------ TEXTE SOURCE ------
La chapelle, élevée en 1873 suite au voyage effectué par des habitants de Millau au Sanctuaire de Notre-Dame de la Salette, dans l’Isère, fut construite à la demande des Millavois. La congrégation de sœurs missionnaires dites les Sœurs Blanches fut fondée par le cardinal Lavigerie en 1869, puis approuvée par Rome en 1887. Elle avait pour mission l’évangélisation des terres d’Afrique.
Le couvent abrita pendant sept années de jeunes postulantes venues y étudier leur vocation, prier et méditer avant de partir après quelques mois pour un noviciat. Les cérémonies dites « du départ » du Postulat de Millau étaient émouvantes et fort suivies par les fidèles millavois.
Ainsi, au fil des mois, la vie des Sœurs Blanches s’écoulait au rythme de solennités festives de Millau, que les fidèles célébraient en pèlerinage à leur chapelle de la Salette, soit le 19 septembre, anniversaire de l'apparition, soit durant tout le mois de mai consacré à Marie, soit aux jours des fêtes de la Vierge, en particulier la Visitation, le 2 juillet. La présence des sœurs fut relativement brève. Elles quittèrent les lieux en 1903 avant même l’ordre de suppression de la congrégation, suite à la politique menée par le président du Conseil Émile Combes.
Les lieux furent alors acquis par un officier d’artillerie de Paris, M. Grandin de l’Éprevier, qui consacra en 1935 une biographie à mère Marie Salomé, première supérieure générale de la congrégation en 1882. Le curé du Sacré-Cœur de Millau prit en location la chapelle et le terrain avoisinant. En février 1907, Grandin de l’Éprevier et son épouse vendirent les locaux du Couvent à madame veuve Durand, qui était la sœur de Mgr Montéty, archevêque de Béryte, né à Compeyre, village proche de Millau.
Madame Durand céda ensuite le bâtiment à monsieur et madame Bruno Perris, amoureux de belles demeures. Tous deux s’attachèrent à préserver la bâtisse dans le respect des éléments anciens. Ils en firent don à leur fille Stéphanie, qui choisit alors de quitter la région parisienne, où elle exerçait son activité de journaliste culturelle, pour rénover le bâtiment. Après douze mois de travaux, la Salette accueille aujourd’hui les visiteurs désireux de séjourner dans un lieu chargé d’histoire, singulier autant par son origine que son architecture.
La congrégation des Sœurs Missionnaires de Notre-Dame d’Afrique fut fondée en 1869 en Algérie. Elle partage avec les Pères Blancs le même fondateur, le cardinal Charles Lavigerie, archevêque d’Alger, qui voyait l’Algérie comme une « porte ouverte sur un continent de 200 millions d’âmes ». Les consignes qu’il donna à ces deux instituts missionnaires sont toujours en vigueur aujourd’hui : apprendre la langue du peuple qui accueille (« Je désire que, […] au plus tard six mois après l’arrivée dans la mission, tous les missionnaires ne parlent plus entre eux que la langue des tribus au milieu desquelles ils résidents »), se faire proches des gens par la nourriture, le logement, le vêtement.
------
#### CONSIGNE 1
D'après le texte source, en quelle année les Sœurs Blanches quittèrent-elles les lieux ?
------ EXTRAIT DES DONNÉES ------
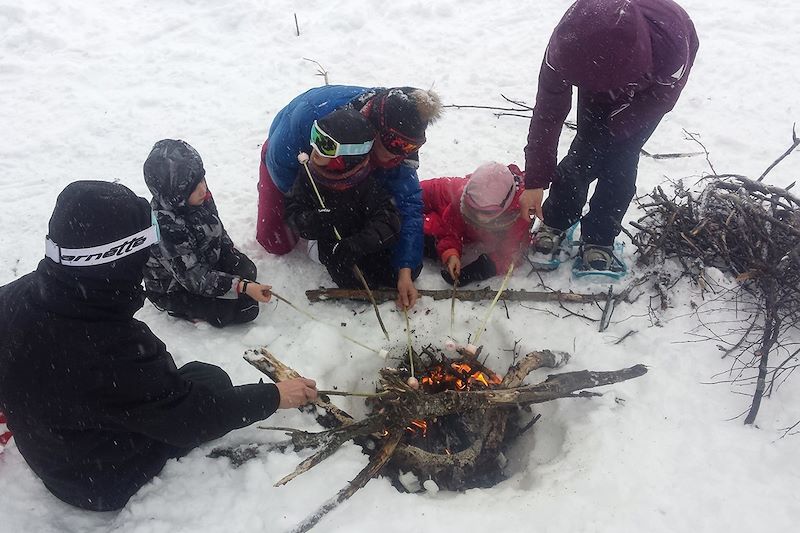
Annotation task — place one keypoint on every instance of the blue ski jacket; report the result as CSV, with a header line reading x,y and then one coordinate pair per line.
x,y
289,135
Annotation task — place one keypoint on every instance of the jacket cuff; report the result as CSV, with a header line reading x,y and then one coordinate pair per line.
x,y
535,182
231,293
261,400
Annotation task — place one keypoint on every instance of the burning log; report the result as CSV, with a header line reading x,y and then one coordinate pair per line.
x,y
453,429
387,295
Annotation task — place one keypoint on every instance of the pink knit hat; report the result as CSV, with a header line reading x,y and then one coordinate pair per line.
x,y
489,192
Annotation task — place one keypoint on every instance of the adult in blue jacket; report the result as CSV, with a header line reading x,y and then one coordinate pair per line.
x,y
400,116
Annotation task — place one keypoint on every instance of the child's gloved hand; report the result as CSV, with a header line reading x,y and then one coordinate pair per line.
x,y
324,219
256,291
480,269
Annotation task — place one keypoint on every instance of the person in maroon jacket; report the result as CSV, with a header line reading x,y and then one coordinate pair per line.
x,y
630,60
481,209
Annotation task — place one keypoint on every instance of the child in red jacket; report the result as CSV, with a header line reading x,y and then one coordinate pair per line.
------
#### CONSIGNE 2
Restituez toutes les lignes de l'extrait des données sous forme de tableau Markdown, avec une colonne « N° » pour le numéro et une colonne « Contenu » pour la ligne, sans les lignes vides. Laissez les images hors de votre réponse.

#### RÉPONSE COMPLÈTE 1
En 1903.

#### RÉPONSE COMPLÈTE 2
| N° | Contenu |
|---|---|
| 1 | Annotation task — place one keypoint on every instance of the blue ski jacket; report the result as CSV, with a header line reading x,y and then one coordinate pair per line. |
| 2 | x,y |
| 3 | 289,135 |
| 4 | Annotation task — place one keypoint on every instance of the jacket cuff; report the result as CSV, with a header line reading x,y and then one coordinate pair per line. |
| 5 | x,y |
| 6 | 535,182 |
| 7 | 231,293 |
| 8 | 261,400 |
| 9 | Annotation task — place one keypoint on every instance of the burning log; report the result as CSV, with a header line reading x,y and then one coordinate pair per line. |
| 10 | x,y |
| 11 | 453,429 |
| 12 | 387,295 |
| 13 | Annotation task — place one keypoint on every instance of the pink knit hat; report the result as CSV, with a header line reading x,y and then one coordinate pair per line. |
| 14 | x,y |
| 15 | 489,192 |
| 16 | Annotation task — place one keypoint on every instance of the adult in blue jacket; report the result as CSV, with a header line reading x,y and then one coordinate pair per line. |
| 17 | x,y |
| 18 | 400,116 |
| 19 | Annotation task — place one keypoint on every instance of the child's gloved hand; report the result as CSV, with a header line reading x,y and then one coordinate pair per line. |
| 20 | x,y |
| 21 | 324,219 |
| 22 | 256,291 |
| 23 | 480,269 |
| 24 | Annotation task — place one keypoint on every instance of the person in maroon jacket; report the result as CSV, with a header line reading x,y and then one coordinate pair per line. |
| 25 | x,y |
| 26 | 630,60 |
| 27 | 481,209 |
| 28 | Annotation task — place one keypoint on every instance of the child in red jacket; report the result as CSV, with a header line reading x,y and then one coordinate pair per line. |